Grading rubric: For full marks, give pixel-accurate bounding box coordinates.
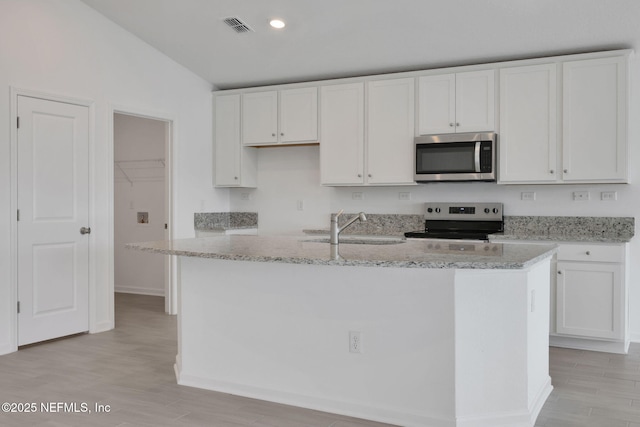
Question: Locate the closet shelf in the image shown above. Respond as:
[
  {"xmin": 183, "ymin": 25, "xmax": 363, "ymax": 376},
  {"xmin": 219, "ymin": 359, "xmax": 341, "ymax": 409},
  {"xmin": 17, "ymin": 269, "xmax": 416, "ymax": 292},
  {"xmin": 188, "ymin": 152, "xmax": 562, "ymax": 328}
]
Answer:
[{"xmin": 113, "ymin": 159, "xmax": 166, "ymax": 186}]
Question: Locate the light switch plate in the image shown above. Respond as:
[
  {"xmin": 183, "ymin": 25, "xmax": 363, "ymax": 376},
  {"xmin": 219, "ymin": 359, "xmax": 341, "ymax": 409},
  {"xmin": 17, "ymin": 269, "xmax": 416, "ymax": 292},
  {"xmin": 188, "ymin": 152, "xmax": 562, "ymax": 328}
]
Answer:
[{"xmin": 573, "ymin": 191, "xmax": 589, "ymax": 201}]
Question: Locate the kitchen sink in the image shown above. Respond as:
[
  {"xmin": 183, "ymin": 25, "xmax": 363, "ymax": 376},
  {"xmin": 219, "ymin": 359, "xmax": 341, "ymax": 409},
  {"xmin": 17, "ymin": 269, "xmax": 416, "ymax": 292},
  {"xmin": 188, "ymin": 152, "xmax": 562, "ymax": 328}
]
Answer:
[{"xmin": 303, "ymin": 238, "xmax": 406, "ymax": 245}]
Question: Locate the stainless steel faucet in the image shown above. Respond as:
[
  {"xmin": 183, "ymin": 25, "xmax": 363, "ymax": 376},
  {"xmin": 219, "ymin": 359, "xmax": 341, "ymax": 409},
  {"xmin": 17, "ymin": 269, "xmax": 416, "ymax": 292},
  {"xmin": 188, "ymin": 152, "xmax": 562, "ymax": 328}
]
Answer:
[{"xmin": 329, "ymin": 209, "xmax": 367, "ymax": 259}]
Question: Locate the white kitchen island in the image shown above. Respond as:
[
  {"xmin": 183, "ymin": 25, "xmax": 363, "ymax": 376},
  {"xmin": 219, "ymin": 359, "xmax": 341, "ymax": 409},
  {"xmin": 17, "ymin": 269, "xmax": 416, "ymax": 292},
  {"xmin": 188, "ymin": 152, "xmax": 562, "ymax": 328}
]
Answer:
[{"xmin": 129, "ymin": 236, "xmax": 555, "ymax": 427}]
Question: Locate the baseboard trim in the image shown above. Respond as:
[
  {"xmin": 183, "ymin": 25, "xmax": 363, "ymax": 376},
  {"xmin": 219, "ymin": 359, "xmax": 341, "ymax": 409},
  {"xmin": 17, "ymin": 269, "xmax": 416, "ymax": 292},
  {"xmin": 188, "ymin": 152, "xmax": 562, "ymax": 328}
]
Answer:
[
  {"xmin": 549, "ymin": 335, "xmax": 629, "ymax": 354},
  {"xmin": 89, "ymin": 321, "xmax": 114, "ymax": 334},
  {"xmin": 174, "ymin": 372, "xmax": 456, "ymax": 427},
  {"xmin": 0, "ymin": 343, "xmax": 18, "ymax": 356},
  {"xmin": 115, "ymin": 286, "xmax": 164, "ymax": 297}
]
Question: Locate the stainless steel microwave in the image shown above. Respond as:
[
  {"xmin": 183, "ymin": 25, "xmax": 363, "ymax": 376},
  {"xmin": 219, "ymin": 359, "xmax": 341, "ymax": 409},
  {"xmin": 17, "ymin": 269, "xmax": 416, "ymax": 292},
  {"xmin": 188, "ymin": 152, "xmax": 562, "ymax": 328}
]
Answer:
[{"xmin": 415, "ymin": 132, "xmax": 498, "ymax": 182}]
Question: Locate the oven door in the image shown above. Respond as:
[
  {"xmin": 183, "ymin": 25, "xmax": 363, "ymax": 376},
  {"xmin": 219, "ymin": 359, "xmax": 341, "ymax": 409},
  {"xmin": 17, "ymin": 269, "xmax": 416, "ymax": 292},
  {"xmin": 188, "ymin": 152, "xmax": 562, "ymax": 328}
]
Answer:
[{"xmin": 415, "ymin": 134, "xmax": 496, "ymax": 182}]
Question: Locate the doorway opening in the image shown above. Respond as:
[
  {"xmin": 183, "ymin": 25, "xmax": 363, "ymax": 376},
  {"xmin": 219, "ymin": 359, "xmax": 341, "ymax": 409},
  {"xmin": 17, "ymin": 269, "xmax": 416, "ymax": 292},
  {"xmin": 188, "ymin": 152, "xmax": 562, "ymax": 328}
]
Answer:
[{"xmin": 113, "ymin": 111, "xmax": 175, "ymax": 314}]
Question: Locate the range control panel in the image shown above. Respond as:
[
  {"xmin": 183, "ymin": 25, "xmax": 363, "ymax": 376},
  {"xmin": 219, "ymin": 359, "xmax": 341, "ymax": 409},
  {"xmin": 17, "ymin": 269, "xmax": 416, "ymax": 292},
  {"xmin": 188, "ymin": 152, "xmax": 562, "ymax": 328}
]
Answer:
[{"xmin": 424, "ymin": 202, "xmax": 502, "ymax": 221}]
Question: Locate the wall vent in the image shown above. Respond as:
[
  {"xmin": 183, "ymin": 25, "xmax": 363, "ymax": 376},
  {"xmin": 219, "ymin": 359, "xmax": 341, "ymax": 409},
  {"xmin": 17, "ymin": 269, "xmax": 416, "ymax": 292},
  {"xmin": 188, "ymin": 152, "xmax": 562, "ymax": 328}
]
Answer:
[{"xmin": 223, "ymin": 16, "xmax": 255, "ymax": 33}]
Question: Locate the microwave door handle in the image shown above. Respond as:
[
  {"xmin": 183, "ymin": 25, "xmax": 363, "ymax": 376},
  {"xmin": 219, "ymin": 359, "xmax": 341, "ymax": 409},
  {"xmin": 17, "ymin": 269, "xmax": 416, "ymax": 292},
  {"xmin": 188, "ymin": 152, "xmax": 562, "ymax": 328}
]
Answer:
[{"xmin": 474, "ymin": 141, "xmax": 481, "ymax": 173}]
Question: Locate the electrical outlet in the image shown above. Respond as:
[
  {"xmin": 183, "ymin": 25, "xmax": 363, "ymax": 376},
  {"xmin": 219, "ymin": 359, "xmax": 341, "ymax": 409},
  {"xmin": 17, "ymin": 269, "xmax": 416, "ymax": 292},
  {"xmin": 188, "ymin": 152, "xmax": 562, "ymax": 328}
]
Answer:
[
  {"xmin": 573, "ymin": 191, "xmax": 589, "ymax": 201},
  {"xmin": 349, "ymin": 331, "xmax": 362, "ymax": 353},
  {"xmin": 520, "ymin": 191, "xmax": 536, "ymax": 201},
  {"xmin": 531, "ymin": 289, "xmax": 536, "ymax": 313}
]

Set task
Retype the whole listing above character for character, leaving out the pictures.

Completed task
Grading rubric: For full marks, give pixel-accurate bounding box coordinates.
Question: Locate the closet shelf in the image shown above. Respond as:
[
  {"xmin": 183, "ymin": 25, "xmax": 363, "ymax": 376},
  {"xmin": 219, "ymin": 359, "xmax": 341, "ymax": 409},
  {"xmin": 17, "ymin": 269, "xmax": 416, "ymax": 292},
  {"xmin": 188, "ymin": 152, "xmax": 562, "ymax": 328}
]
Answer:
[{"xmin": 113, "ymin": 159, "xmax": 166, "ymax": 186}]
Question: Locate the light switch plate in the image shown above. Respond as:
[
  {"xmin": 183, "ymin": 25, "xmax": 363, "ymax": 376},
  {"xmin": 219, "ymin": 359, "xmax": 341, "ymax": 409},
  {"xmin": 17, "ymin": 269, "xmax": 416, "ymax": 292},
  {"xmin": 188, "ymin": 152, "xmax": 562, "ymax": 328}
]
Answer:
[{"xmin": 573, "ymin": 191, "xmax": 589, "ymax": 201}]
Question: Locate the kitchen sink in the image shown above. Respond as:
[
  {"xmin": 183, "ymin": 25, "xmax": 363, "ymax": 376},
  {"xmin": 219, "ymin": 359, "xmax": 341, "ymax": 409},
  {"xmin": 17, "ymin": 269, "xmax": 416, "ymax": 292},
  {"xmin": 188, "ymin": 152, "xmax": 562, "ymax": 328}
]
Answer:
[{"xmin": 303, "ymin": 238, "xmax": 406, "ymax": 245}]
Question: Locate the stainless steel faucet in the image shown above. Respond as:
[
  {"xmin": 183, "ymin": 25, "xmax": 363, "ymax": 376},
  {"xmin": 219, "ymin": 359, "xmax": 341, "ymax": 409},
  {"xmin": 17, "ymin": 269, "xmax": 416, "ymax": 292},
  {"xmin": 188, "ymin": 152, "xmax": 562, "ymax": 328}
]
Answer:
[{"xmin": 329, "ymin": 209, "xmax": 367, "ymax": 259}]
Question: Locate the white kitchen island in the image shown above. Respond as:
[
  {"xmin": 183, "ymin": 25, "xmax": 363, "ymax": 376},
  {"xmin": 219, "ymin": 359, "xmax": 341, "ymax": 409},
  {"xmin": 17, "ymin": 269, "xmax": 416, "ymax": 292},
  {"xmin": 188, "ymin": 152, "xmax": 562, "ymax": 328}
]
Answer:
[{"xmin": 129, "ymin": 236, "xmax": 555, "ymax": 427}]
Question: Locate the baseboard trim in the image shown above. Respond as:
[
  {"xmin": 183, "ymin": 25, "xmax": 363, "ymax": 376},
  {"xmin": 219, "ymin": 359, "xmax": 341, "ymax": 409},
  {"xmin": 17, "ymin": 269, "xmax": 416, "ymax": 292},
  {"xmin": 188, "ymin": 152, "xmax": 562, "ymax": 328}
]
Answer:
[
  {"xmin": 549, "ymin": 335, "xmax": 629, "ymax": 354},
  {"xmin": 89, "ymin": 321, "xmax": 114, "ymax": 334},
  {"xmin": 174, "ymin": 372, "xmax": 456, "ymax": 427},
  {"xmin": 0, "ymin": 343, "xmax": 18, "ymax": 356},
  {"xmin": 115, "ymin": 286, "xmax": 164, "ymax": 297}
]
Question: Locate the stainless steel microwave in the image shown above. Respond as:
[
  {"xmin": 183, "ymin": 25, "xmax": 363, "ymax": 376},
  {"xmin": 219, "ymin": 359, "xmax": 341, "ymax": 409},
  {"xmin": 17, "ymin": 269, "xmax": 416, "ymax": 292},
  {"xmin": 188, "ymin": 152, "xmax": 562, "ymax": 328}
]
Answer:
[{"xmin": 415, "ymin": 132, "xmax": 498, "ymax": 182}]
Question: Locate the oven door in the image shown above. Respond as:
[
  {"xmin": 183, "ymin": 25, "xmax": 363, "ymax": 376},
  {"xmin": 219, "ymin": 359, "xmax": 341, "ymax": 409},
  {"xmin": 17, "ymin": 269, "xmax": 416, "ymax": 292},
  {"xmin": 188, "ymin": 152, "xmax": 562, "ymax": 328}
]
Answer:
[{"xmin": 415, "ymin": 134, "xmax": 496, "ymax": 182}]
Question: Locate the doorway opening in the image shown above. Respond as:
[
  {"xmin": 183, "ymin": 25, "xmax": 363, "ymax": 376},
  {"xmin": 219, "ymin": 359, "xmax": 341, "ymax": 409},
  {"xmin": 17, "ymin": 269, "xmax": 416, "ymax": 292},
  {"xmin": 188, "ymin": 152, "xmax": 562, "ymax": 328}
]
Answer:
[{"xmin": 113, "ymin": 111, "xmax": 175, "ymax": 314}]
Question: Locate the range control panel in the image shown above. Respond as:
[
  {"xmin": 183, "ymin": 25, "xmax": 363, "ymax": 376},
  {"xmin": 219, "ymin": 359, "xmax": 341, "ymax": 409},
  {"xmin": 17, "ymin": 269, "xmax": 416, "ymax": 292},
  {"xmin": 188, "ymin": 152, "xmax": 562, "ymax": 328}
]
Answer:
[{"xmin": 424, "ymin": 202, "xmax": 502, "ymax": 221}]
Question: Locate the wall vent in the image shown above. Respond as:
[
  {"xmin": 183, "ymin": 25, "xmax": 363, "ymax": 376},
  {"xmin": 219, "ymin": 359, "xmax": 341, "ymax": 409},
  {"xmin": 17, "ymin": 269, "xmax": 416, "ymax": 292},
  {"xmin": 188, "ymin": 152, "xmax": 562, "ymax": 328}
]
Answer:
[{"xmin": 223, "ymin": 16, "xmax": 255, "ymax": 33}]
Question: Locate the microwave door handle in the image shown above. Respond as:
[
  {"xmin": 183, "ymin": 25, "xmax": 363, "ymax": 376},
  {"xmin": 219, "ymin": 359, "xmax": 341, "ymax": 409},
  {"xmin": 17, "ymin": 269, "xmax": 416, "ymax": 292},
  {"xmin": 188, "ymin": 152, "xmax": 562, "ymax": 328}
]
Answer:
[{"xmin": 474, "ymin": 141, "xmax": 481, "ymax": 173}]
Question: Locate the electrical outlet in the image shown above. Respond as:
[
  {"xmin": 183, "ymin": 25, "xmax": 363, "ymax": 376},
  {"xmin": 219, "ymin": 359, "xmax": 341, "ymax": 409},
  {"xmin": 17, "ymin": 269, "xmax": 416, "ymax": 292},
  {"xmin": 188, "ymin": 152, "xmax": 562, "ymax": 328}
]
Answer:
[
  {"xmin": 573, "ymin": 191, "xmax": 589, "ymax": 201},
  {"xmin": 349, "ymin": 331, "xmax": 362, "ymax": 353},
  {"xmin": 520, "ymin": 191, "xmax": 536, "ymax": 201},
  {"xmin": 531, "ymin": 289, "xmax": 536, "ymax": 313}
]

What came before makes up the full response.